**Required task**
List every line below that contains the string "plant", copying each one in full. Matching is case-sensitive.

[Start of Data for the task]

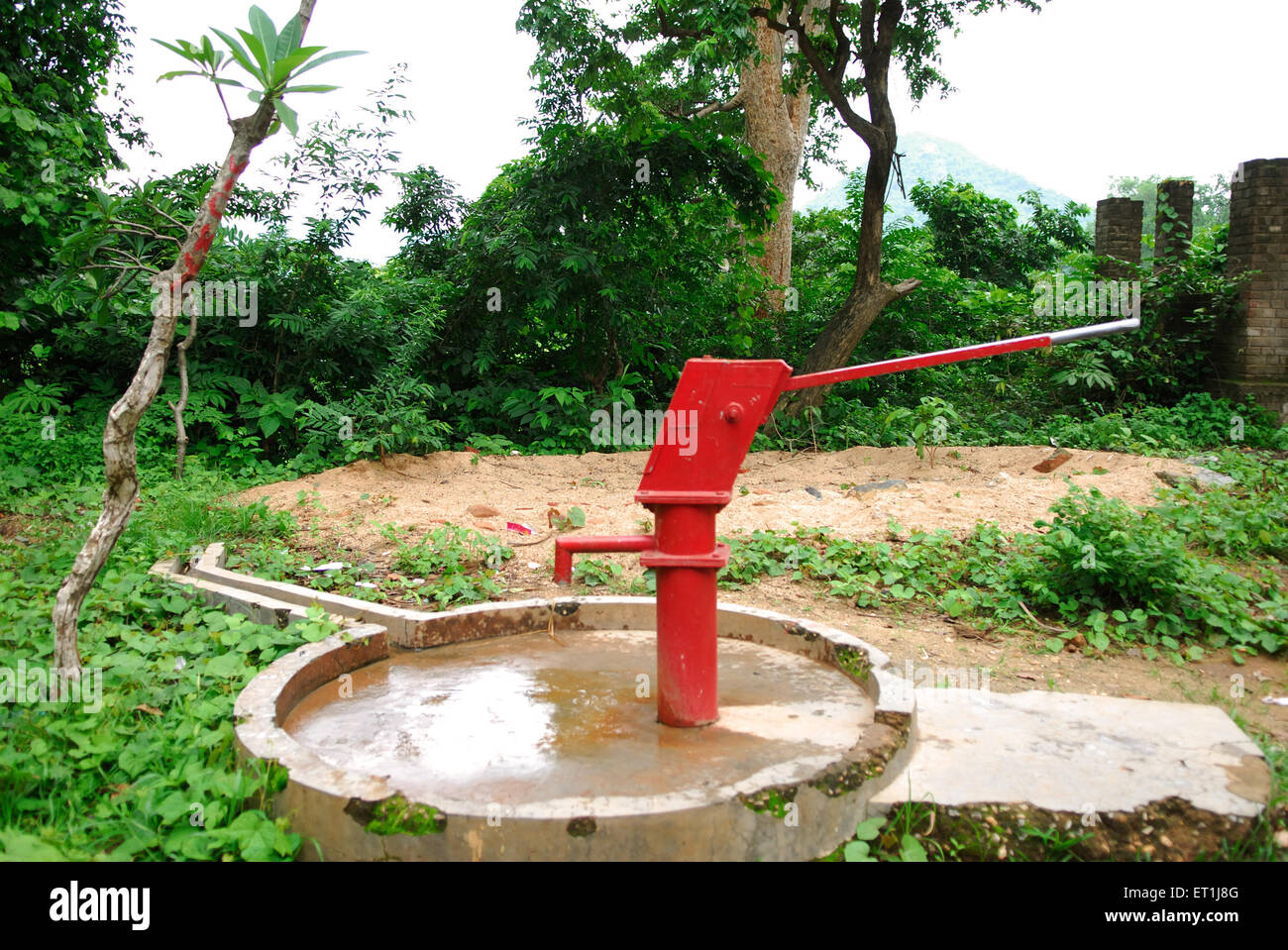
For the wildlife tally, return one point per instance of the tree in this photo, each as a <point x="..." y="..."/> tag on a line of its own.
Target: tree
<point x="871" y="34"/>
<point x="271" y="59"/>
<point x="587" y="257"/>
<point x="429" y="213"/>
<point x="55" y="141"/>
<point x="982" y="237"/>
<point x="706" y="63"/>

[End of Data for the task]
[Start of Data for the task]

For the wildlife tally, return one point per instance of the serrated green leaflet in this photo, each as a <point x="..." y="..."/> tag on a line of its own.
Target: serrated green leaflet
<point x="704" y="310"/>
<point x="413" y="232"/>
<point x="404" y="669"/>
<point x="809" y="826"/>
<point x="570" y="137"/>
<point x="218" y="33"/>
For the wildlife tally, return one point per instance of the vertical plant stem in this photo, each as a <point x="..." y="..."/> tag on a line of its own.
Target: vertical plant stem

[End of Data for the task]

**Task result**
For the wildlife tally, return one point per instance of the vertical plant stem in this photo, each as a <point x="..." y="..."/> tag on a line of its own.
Target: vertical plant stem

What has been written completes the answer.